----- Texto dado -----

El hecho que hace que estos libros resulten siempre fascinantes para nosotros es que este reino de Israel es una imagen del reino que es nuestra propia vida. La nación de Israel fue especialmente elegida de entre las naciones para que representase la vida humana individual. Dios eligió a Israel, que no ocupó un lugar destacado ni obtuvo el favor de Dios gracias a sus propios esfuerzos, sino que fue Dios el que eligió a esta nación. Él fue quien la formó, la moldeó, y produjo una nación que habría de convertirse en una muestra para el mundo entero de lo que Dios está dispuesto a hacer en cualquier vida en particular. Al leer estos libros, nos encontraremos en el centro mismo de los problemas, de las bendiciones y de las posibilidades que se reflejan en estos libros de los reyes.
Desde el principio mismo hubo dos divisiones en la monarquía, algo que sucedió también bajo el reinado de David. Al principio de ocupar David el trono, durante los primeros siete años, solo fue rey de Judá, y no fue hasta después de haber transcurrido ese período de siete años que se convirtió en rey sobre ambas divisiones de la nación. La división entre las diez tribus en el norte y las dos tribus de Judá y Benjamin en el sur, donde estaba Jerusalén, existió desde el principio mismo. La intención es que fuese de este modo, pero debían estar todas bajo un solo rey, y son una representación de las divisiones en la vida humana. Todo el mundo sabe que existen dos divisiones evidentes en la vida humana. En primer lugar, tenemos el cuerpo, del que somos tan conscientes y que siempre llevamos con nosotros. Nos pasamos el tiempo cuidando de él, arreglándolo, vistiéndolo, pintándolo y quitándole la pintura, y haciendo todo cuanto podemos para que tenga un buen aspecto. Por desgracia, nos da la impresión de que nos pasamos una gran parte de la vida cuidando de nuestro cuerpo, pero claro que todo hombre es algo más que un cuerpo. Está también el alma, la parte invisible que contiene la personalidad y que ha desaparecido de un modo tan evidente cuando nos encontramos ante el vacío de un cadáver y la terrible tragedia de la muerte.
Estos dos reinos son una representación de las dos divisiones de la vida. Las diez tribus del norte representan el cuerpo, mientras que Judá y Benjamin, las dos tribus del sur, representan el alma. Fue en el reino del sur donde se encontraba la capital, es decir, Jerusalén; el templo estaba en esta ciudad, y Dios habitaba en él. Sabemos, por lo que nos dicen las Escrituras, que en la vida humana no solamente existen el cuerpo y el alma, sino que dentro del alma, y tan íntimamente relacionado con ella que solamente la Palabra de Dios puede dividir el alma y el espíritu, se encuentra la morada de Dios. Es ahí donde el Espíritu Santo reside al entrar en el corazón humano. Cuando esto sucede, el hombre es exactamente como Dios quería que fuese. Sin que el Espíritu Santo more en el espíritu humano, el hombre es solo un ejemplo incompleto de lo que debe ser, pero cuando el Espíritu Santo de Dios viene a morar en él, viene a ocupar Su lugar de residencia en el espíritu humano, que es el templo del cuerpo. El Nuevo Testamento nos presenta una imagen de ello cuando se nos dice que nuestros cuerpos son templos del Espíritu Santo (1 Cor. 6:19). Si permitimos que el Espíritu de Dios more en nuestro espíritu humano, gobierna nuestra alma, pudiendo de ese modo amoldar y controlar el cuerpo y la vida exterior.

-----

## Enunciado de la tarea
Actualiza el texto sobre los libros de los reyes desde "El hecho que" hasta "de los reyes.", y cambia "fascinantes" por "interesantes".

----- Extracto de datos -----

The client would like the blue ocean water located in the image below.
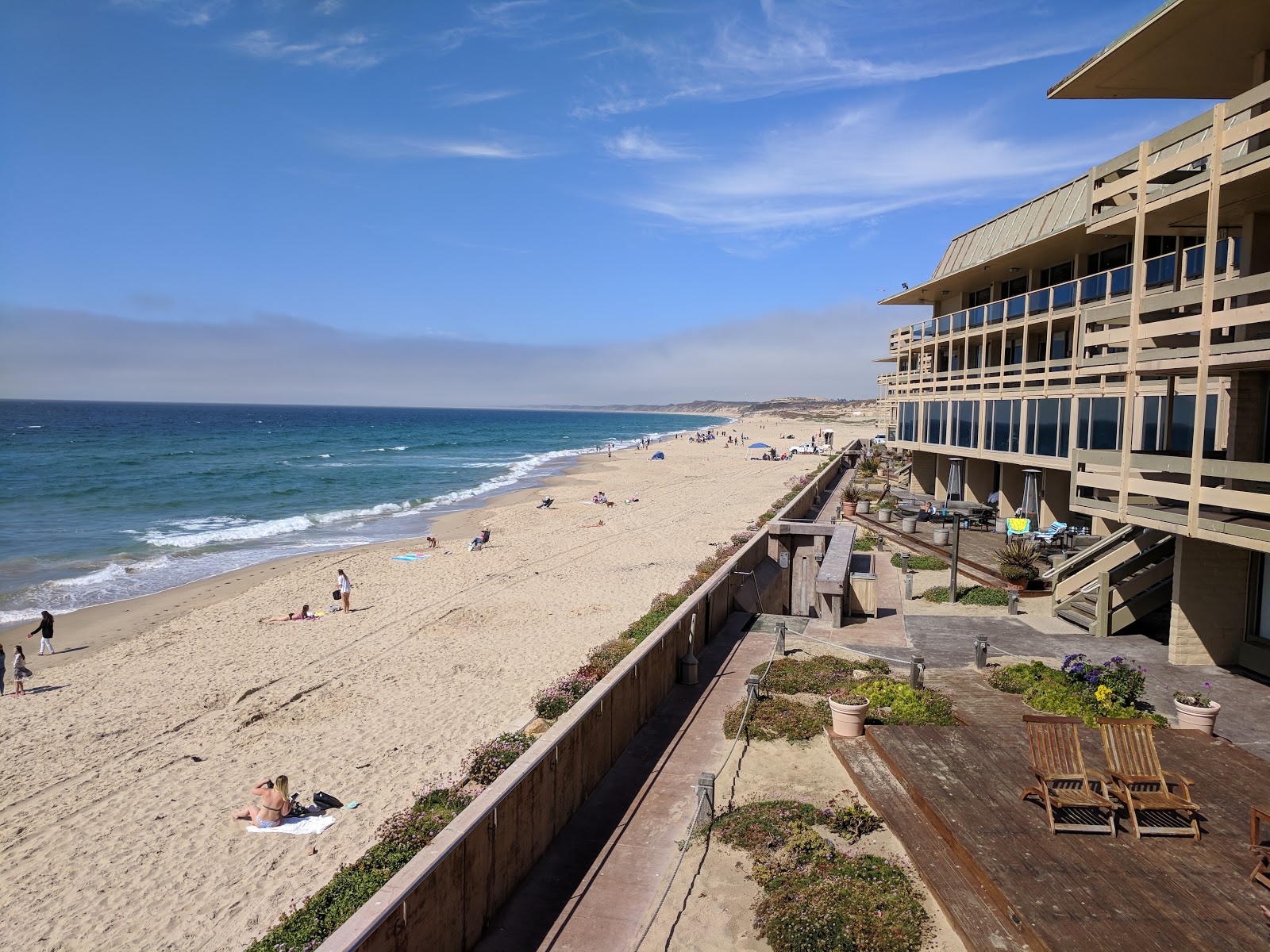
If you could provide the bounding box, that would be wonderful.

-----

## Solución de la tarea
El hecho que hace que estos libros resulten siempre interesantes para nosotros es que este reino de Israel es una imagen del reino que es nuestra propia vida. La nación de Israel fue especialmente elegida de entre las naciones para que representase la vida humana individual. Dios eligió a Israel, que no ocupó un lugar destacado ni obtuvo el favor de Dios gracias a sus propios esfuerzos, sino que fue Dios el que eligió a esta nación. Él fue quien la formó, la moldeó, y produjo una nación que habría de convertirse en una muestra para el mundo entero de lo que Dios está dispuesto a hacer en cualquier vida en particular. Al leer estos libros, nos encontraremos en el centro mismo de los problemas, de las bendiciones y de las posibilidades que se reflejan en estos libros de los reyes.